Then, you'll need to measure the voltage output under your real-world conditions.    You can experiment with a parallel resistor (probably in the in the megohm range) to knock-down the signal (linearly), if necessary.    You are unlikely to get 90V and you might end-up getting less than 5V depending on your pressure & physical configuration.   (But, I'd still recommend the protection diodes.)   

Or, you can use a regular 'ol voltage divider (again along with the protection diodes).   But, with the high source impedance of piezo will create a 3-way voltage divider, and your signal will be reduced by more than the calculated amount...    A lot more if you use low-value resistors in the voltage divider.

Quote
i need a voltage sensor because i want to detect the voltage comming from the piezo from different pressures. so i want the exact number...
That's only gong to work for quick pressure CHANGES.   A constant pressure (with no physical movement) is NOT going to generate a constant voltage.**   I believe the piezo acts like a small capacitor, so it might sort-of hold the voltage for a several microseconds as it discharges through the load resistance.

### REQUEST 1
According to the piezo voltage text, why does a regular voltage divider reduce the signal by more than the calculated amount? Answer in one to three sentences.
### REQUEST 2
Could you resume the piezo voltage text right after its final sentence?
The data is separate material from the piezo voltage text.

### STORED DATA
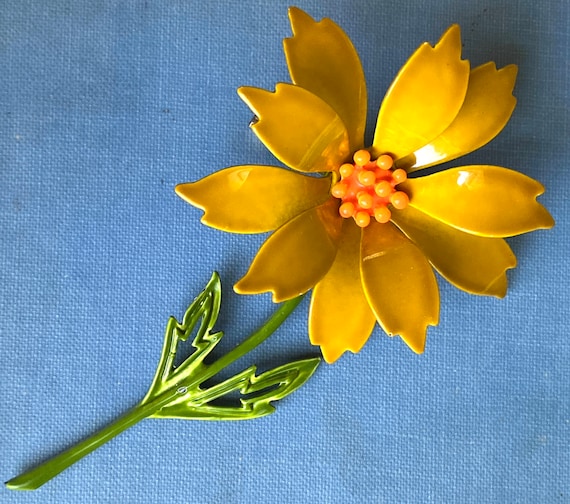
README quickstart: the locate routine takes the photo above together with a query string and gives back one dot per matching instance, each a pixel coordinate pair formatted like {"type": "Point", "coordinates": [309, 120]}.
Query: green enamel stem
{"type": "Point", "coordinates": [271, 325]}
{"type": "Point", "coordinates": [36, 477]}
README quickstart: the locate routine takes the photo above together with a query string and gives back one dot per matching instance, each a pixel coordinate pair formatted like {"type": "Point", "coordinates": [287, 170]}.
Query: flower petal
{"type": "Point", "coordinates": [294, 258]}
{"type": "Point", "coordinates": [254, 199]}
{"type": "Point", "coordinates": [424, 98]}
{"type": "Point", "coordinates": [482, 200]}
{"type": "Point", "coordinates": [340, 318]}
{"type": "Point", "coordinates": [322, 59]}
{"type": "Point", "coordinates": [399, 284]}
{"type": "Point", "coordinates": [486, 110]}
{"type": "Point", "coordinates": [472, 263]}
{"type": "Point", "coordinates": [299, 128]}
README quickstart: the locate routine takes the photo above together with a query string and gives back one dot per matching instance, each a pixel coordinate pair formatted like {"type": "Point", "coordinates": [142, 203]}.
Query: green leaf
{"type": "Point", "coordinates": [203, 310]}
{"type": "Point", "coordinates": [178, 390]}
{"type": "Point", "coordinates": [257, 393]}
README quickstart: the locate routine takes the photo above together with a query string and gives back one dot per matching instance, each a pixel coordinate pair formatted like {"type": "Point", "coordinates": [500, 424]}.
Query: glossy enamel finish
{"type": "Point", "coordinates": [483, 200]}
{"type": "Point", "coordinates": [322, 59]}
{"type": "Point", "coordinates": [424, 98]}
{"type": "Point", "coordinates": [299, 128]}
{"type": "Point", "coordinates": [399, 284]}
{"type": "Point", "coordinates": [472, 263]}
{"type": "Point", "coordinates": [296, 256]}
{"type": "Point", "coordinates": [348, 325]}
{"type": "Point", "coordinates": [488, 106]}
{"type": "Point", "coordinates": [254, 199]}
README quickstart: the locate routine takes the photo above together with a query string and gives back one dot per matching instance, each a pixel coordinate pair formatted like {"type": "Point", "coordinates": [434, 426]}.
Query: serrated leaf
{"type": "Point", "coordinates": [257, 393]}
{"type": "Point", "coordinates": [203, 310]}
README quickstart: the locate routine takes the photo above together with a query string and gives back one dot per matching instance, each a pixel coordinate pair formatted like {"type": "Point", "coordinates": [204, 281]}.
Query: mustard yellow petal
{"type": "Point", "coordinates": [486, 110]}
{"type": "Point", "coordinates": [340, 318]}
{"type": "Point", "coordinates": [254, 199]}
{"type": "Point", "coordinates": [399, 284]}
{"type": "Point", "coordinates": [322, 59]}
{"type": "Point", "coordinates": [424, 98]}
{"type": "Point", "coordinates": [299, 128]}
{"type": "Point", "coordinates": [483, 200]}
{"type": "Point", "coordinates": [294, 258]}
{"type": "Point", "coordinates": [472, 263]}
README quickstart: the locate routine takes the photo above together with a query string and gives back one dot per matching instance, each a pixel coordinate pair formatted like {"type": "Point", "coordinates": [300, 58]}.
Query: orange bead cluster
{"type": "Point", "coordinates": [366, 188]}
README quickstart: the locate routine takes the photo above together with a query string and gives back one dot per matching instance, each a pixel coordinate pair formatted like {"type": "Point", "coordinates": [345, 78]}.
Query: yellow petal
{"type": "Point", "coordinates": [488, 106]}
{"type": "Point", "coordinates": [322, 59]}
{"type": "Point", "coordinates": [424, 98]}
{"type": "Point", "coordinates": [294, 258]}
{"type": "Point", "coordinates": [482, 200]}
{"type": "Point", "coordinates": [340, 318]}
{"type": "Point", "coordinates": [399, 284]}
{"type": "Point", "coordinates": [254, 199]}
{"type": "Point", "coordinates": [472, 263]}
{"type": "Point", "coordinates": [299, 128]}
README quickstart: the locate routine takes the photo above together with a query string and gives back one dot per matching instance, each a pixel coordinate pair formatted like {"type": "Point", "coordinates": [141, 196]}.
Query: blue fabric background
{"type": "Point", "coordinates": [105, 105]}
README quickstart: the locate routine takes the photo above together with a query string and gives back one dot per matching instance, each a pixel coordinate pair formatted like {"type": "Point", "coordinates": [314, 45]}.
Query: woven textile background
{"type": "Point", "coordinates": [105, 106]}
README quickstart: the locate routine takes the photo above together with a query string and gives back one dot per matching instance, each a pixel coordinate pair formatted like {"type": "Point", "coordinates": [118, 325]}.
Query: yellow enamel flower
{"type": "Point", "coordinates": [349, 222]}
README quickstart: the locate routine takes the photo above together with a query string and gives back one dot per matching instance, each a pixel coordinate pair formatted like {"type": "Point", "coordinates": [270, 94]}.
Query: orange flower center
{"type": "Point", "coordinates": [366, 188]}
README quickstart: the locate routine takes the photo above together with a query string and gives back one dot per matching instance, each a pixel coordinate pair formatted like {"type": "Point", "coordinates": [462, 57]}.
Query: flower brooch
{"type": "Point", "coordinates": [361, 226]}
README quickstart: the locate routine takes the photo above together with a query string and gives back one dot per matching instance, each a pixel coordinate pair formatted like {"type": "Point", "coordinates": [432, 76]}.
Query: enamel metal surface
{"type": "Point", "coordinates": [299, 128]}
{"type": "Point", "coordinates": [322, 59]}
{"type": "Point", "coordinates": [254, 199]}
{"type": "Point", "coordinates": [488, 106]}
{"type": "Point", "coordinates": [483, 200]}
{"type": "Point", "coordinates": [349, 324]}
{"type": "Point", "coordinates": [294, 258]}
{"type": "Point", "coordinates": [472, 263]}
{"type": "Point", "coordinates": [399, 284]}
{"type": "Point", "coordinates": [424, 98]}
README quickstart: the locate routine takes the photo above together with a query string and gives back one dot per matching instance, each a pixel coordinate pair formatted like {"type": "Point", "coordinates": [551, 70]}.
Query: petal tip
{"type": "Point", "coordinates": [298, 18]}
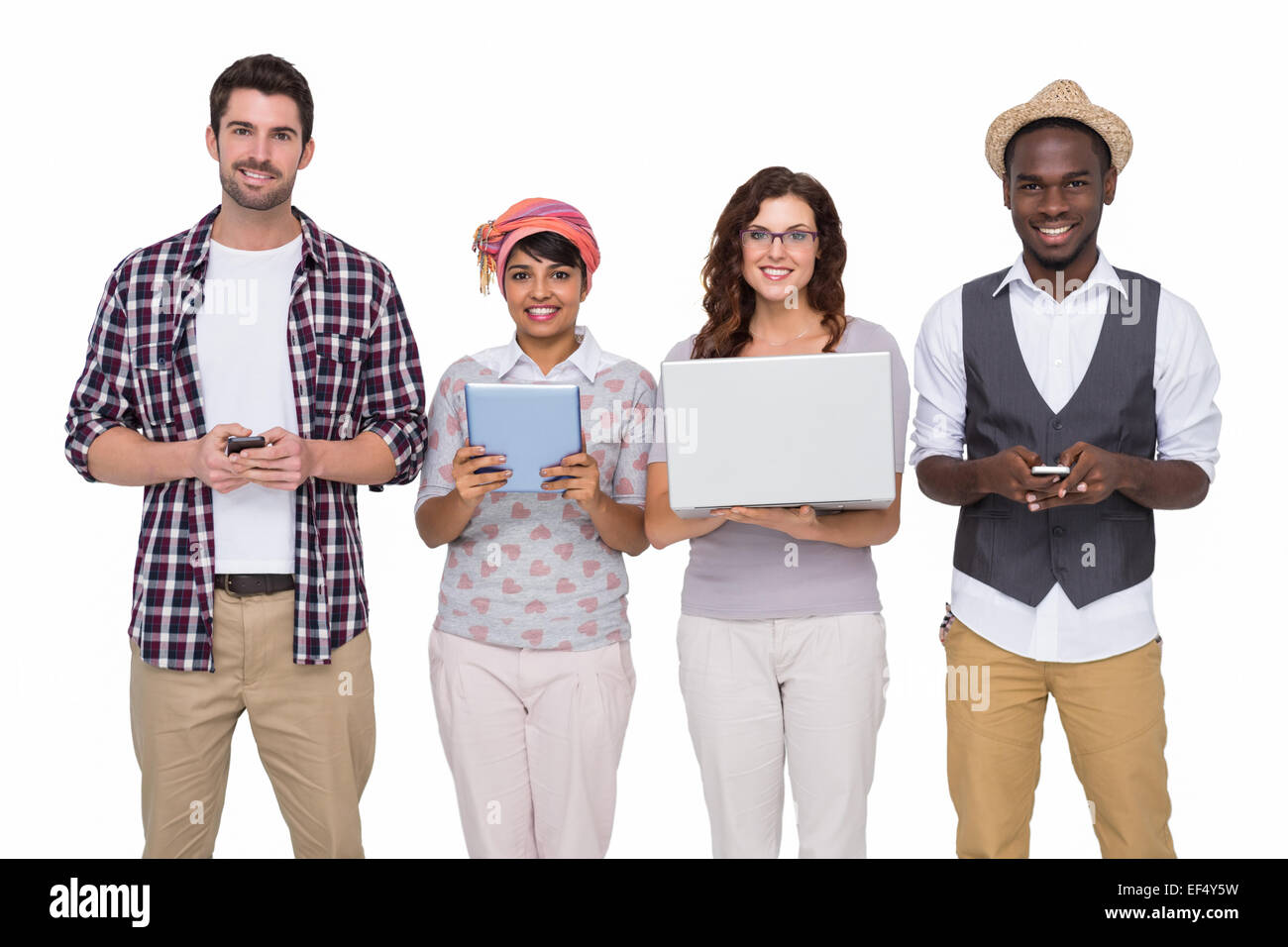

### EXERCISE ANSWER 1
The piezo has a high source impedance, so adding a regular voltage divider creates a three-way voltage divider that lowers the signal more than calculated. The loss is much greater if the divider uses low-value resistors.

### EXERCISE ANSWER 2
* The Arduino has built-in protection diodes, but they are rated for low current and are only there as a "last resort" in case something unexpected happens (such as static discharge).   If you are experimenting with something that puts-out more than 5V in normal operation, you should take steps to reduce the voltage before it hits your Arduino.

** Conservation of energy...   Gravity can generate electricity as water flows down and through a generator.  But, you cannot use the static pressure of water behind a dam to generate electricity.




im not using constant pressure, i want to use the piezo sensor to measure how much voltage is produced from different velocity hits to it.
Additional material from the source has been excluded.